__WHAT TO PRODUCE__. Count the lines of the data below that contain the string "ruined", and give only that number.

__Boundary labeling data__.
━━━━━━

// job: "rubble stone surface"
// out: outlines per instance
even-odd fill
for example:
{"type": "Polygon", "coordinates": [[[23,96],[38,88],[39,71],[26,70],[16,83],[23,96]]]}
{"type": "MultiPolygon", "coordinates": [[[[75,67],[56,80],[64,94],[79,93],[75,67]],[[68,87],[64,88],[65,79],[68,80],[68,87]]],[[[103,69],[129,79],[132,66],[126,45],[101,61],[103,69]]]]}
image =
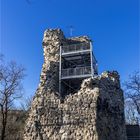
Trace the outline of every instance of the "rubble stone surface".
{"type": "Polygon", "coordinates": [[[87,37],[66,39],[60,29],[45,31],[44,64],[25,140],[126,140],[123,91],[117,72],[83,80],[77,93],[61,102],[58,92],[59,47],[87,37]]]}

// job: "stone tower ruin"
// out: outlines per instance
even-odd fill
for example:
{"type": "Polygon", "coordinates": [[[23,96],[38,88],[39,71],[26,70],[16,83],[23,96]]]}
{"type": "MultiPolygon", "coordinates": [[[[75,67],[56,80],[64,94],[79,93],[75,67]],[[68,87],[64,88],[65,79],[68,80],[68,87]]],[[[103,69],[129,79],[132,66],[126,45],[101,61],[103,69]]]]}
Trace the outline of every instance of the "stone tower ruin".
{"type": "Polygon", "coordinates": [[[97,75],[91,49],[87,36],[44,32],[44,64],[24,140],[126,140],[119,75],[97,75]]]}

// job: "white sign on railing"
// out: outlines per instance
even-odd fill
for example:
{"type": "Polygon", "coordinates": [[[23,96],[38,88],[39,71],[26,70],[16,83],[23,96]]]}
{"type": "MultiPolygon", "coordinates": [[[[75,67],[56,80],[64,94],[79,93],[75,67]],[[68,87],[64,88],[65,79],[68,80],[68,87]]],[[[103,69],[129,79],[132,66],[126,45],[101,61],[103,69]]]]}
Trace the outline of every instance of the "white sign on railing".
{"type": "Polygon", "coordinates": [[[76,68],[68,68],[62,69],[62,78],[68,76],[78,76],[78,75],[87,75],[91,74],[91,67],[76,67],[76,68]]]}

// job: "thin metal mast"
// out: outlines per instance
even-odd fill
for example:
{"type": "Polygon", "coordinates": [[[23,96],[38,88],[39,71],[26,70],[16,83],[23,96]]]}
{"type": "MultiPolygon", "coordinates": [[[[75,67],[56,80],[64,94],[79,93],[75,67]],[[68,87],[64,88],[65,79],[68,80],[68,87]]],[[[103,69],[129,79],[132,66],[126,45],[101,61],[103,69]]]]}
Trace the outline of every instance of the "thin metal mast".
{"type": "Polygon", "coordinates": [[[59,58],[59,94],[61,94],[61,55],[62,55],[62,46],[60,46],[60,58],[59,58]]]}

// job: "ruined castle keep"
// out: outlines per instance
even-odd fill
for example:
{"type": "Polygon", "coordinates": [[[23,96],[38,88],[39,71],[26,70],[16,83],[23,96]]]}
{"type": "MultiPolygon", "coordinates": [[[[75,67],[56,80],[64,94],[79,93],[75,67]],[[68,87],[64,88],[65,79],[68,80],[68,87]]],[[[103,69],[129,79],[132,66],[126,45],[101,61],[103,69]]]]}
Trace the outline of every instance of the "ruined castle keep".
{"type": "Polygon", "coordinates": [[[119,75],[98,75],[91,49],[87,36],[44,32],[44,64],[24,140],[126,140],[119,75]]]}

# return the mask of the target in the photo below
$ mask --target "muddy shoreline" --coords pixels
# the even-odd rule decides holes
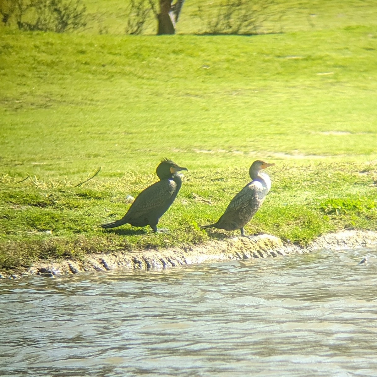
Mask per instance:
[[[321,236],[305,247],[284,242],[280,238],[264,234],[238,237],[222,241],[185,248],[138,250],[116,254],[88,255],[84,261],[64,260],[39,261],[18,274],[4,271],[0,277],[17,279],[39,275],[53,277],[86,271],[126,269],[155,270],[185,264],[257,259],[310,253],[329,248],[334,251],[377,246],[377,232],[343,231]]]

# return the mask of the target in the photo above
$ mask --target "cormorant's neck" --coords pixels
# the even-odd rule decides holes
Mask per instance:
[[[261,177],[260,177],[259,175],[259,173],[260,172],[260,170],[257,170],[256,169],[251,170],[250,172],[250,178],[251,178],[253,181],[255,181],[258,178],[260,179]]]
[[[177,188],[179,190],[181,188],[181,186],[182,184],[182,180],[181,179],[181,176],[178,173],[175,173],[172,175],[170,179],[172,179],[177,184]]]

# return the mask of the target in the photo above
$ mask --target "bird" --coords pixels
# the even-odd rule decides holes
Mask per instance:
[[[265,173],[261,172],[261,170],[274,165],[262,160],[254,161],[249,170],[251,181],[232,199],[225,212],[216,222],[200,227],[203,229],[217,228],[225,230],[239,229],[241,235],[245,236],[244,227],[261,207],[271,188],[270,177]]]
[[[133,227],[149,225],[157,232],[160,218],[172,205],[182,185],[178,172],[187,170],[165,158],[156,170],[160,180],[142,191],[121,219],[100,226],[108,229],[127,224]]]

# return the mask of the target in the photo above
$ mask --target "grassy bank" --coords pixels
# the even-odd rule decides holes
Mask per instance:
[[[305,244],[375,229],[375,27],[251,37],[1,33],[2,268],[231,236],[197,225],[217,219],[260,158],[276,164],[273,188],[247,232]],[[189,170],[160,222],[170,233],[99,229],[155,181],[164,156]]]

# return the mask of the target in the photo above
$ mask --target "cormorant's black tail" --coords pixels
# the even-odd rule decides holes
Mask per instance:
[[[100,225],[101,228],[107,229],[109,228],[116,228],[116,227],[120,227],[124,224],[127,224],[126,221],[125,221],[123,219],[120,220],[117,220],[115,221],[111,221],[110,222],[107,222],[106,224],[101,224]]]

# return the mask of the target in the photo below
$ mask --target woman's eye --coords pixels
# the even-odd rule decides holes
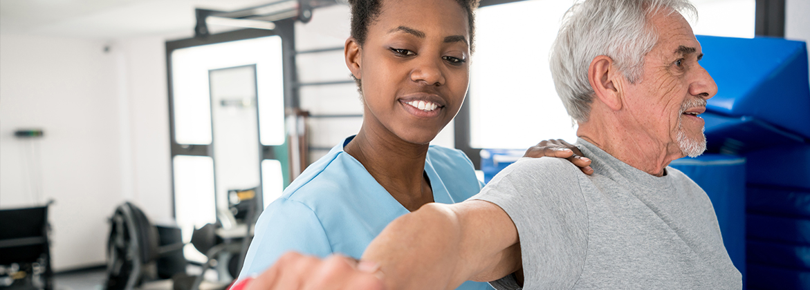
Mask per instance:
[[[412,56],[412,55],[416,55],[416,53],[414,53],[413,52],[411,52],[410,50],[402,49],[402,48],[391,48],[391,51],[394,52],[394,53],[396,53],[396,54],[399,54],[399,55],[401,55],[401,56]]]
[[[462,60],[458,57],[441,57],[441,59],[445,60],[446,61],[449,61],[450,63],[454,65],[461,65],[465,61],[464,60]]]

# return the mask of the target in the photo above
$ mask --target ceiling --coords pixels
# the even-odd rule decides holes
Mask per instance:
[[[272,2],[0,0],[0,32],[100,40],[190,36],[196,22],[194,8],[232,11]]]

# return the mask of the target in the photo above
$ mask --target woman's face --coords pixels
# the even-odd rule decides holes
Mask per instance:
[[[347,65],[362,81],[364,127],[430,142],[467,95],[466,11],[454,0],[384,0],[366,36],[361,48],[352,39],[346,47]]]

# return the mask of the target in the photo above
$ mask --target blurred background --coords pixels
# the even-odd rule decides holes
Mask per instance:
[[[693,2],[696,34],[810,39],[808,1]],[[481,1],[469,95],[433,144],[481,169],[481,149],[576,140],[548,65],[570,5]],[[34,288],[143,288],[180,271],[194,288],[206,268],[227,285],[261,209],[360,128],[349,17],[340,0],[0,0],[0,225],[45,233],[6,231],[0,250],[46,252],[28,278],[56,279]],[[804,250],[796,271],[810,284]],[[154,262],[171,257],[175,270]],[[13,263],[0,258],[0,288],[23,287]]]

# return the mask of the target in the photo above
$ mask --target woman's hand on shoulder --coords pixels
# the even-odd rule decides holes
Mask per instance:
[[[384,290],[378,270],[369,262],[358,262],[340,254],[322,259],[288,252],[263,273],[239,281],[231,290]]]
[[[582,173],[588,175],[594,173],[594,169],[590,168],[590,159],[582,156],[582,152],[579,151],[577,146],[569,144],[562,139],[540,141],[540,143],[526,150],[526,154],[523,157],[533,158],[542,157],[565,158],[579,167],[579,170],[582,170]]]

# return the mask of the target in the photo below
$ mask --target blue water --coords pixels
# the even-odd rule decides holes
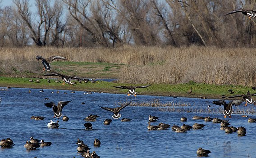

━━━━━━

__EXERCISE SOLUTION__. 2